### TASK TO CARRY OUT
Write out the following listing's lines from the one with "TARGET = blurred foliage" to the one with "TASK = locate one point per instance of the bird, one", exactly, with both included and no others.

─── GIVEN RECORDS ───

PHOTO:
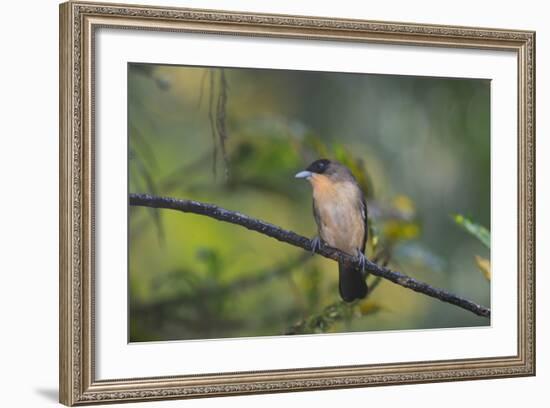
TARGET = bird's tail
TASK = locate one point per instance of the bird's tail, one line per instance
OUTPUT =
(351, 283)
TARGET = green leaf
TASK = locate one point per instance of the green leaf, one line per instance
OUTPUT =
(478, 231)
(484, 265)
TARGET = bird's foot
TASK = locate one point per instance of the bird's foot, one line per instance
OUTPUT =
(362, 259)
(315, 245)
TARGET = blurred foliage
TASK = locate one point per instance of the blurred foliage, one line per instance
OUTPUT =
(484, 266)
(419, 147)
(483, 235)
(478, 231)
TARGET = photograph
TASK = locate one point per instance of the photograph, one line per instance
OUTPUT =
(272, 202)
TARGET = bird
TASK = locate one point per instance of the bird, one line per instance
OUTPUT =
(340, 212)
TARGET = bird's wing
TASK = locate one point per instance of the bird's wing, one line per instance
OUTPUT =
(317, 217)
(365, 220)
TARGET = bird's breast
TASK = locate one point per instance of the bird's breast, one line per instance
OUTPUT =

───

### SOLUTION BELOW
TARGET = blurred foliage
TASK = locate one point per instance of the blurred foliage, one line per instance
OUTPUT =
(484, 266)
(419, 147)
(483, 235)
(478, 231)
TARGET = photograph
TASK = locate one point per instance of the photograph, one line per instance
OUTPUT =
(272, 202)
TARGET = bird
TASK = locate one point per instance of the bird, one line per instance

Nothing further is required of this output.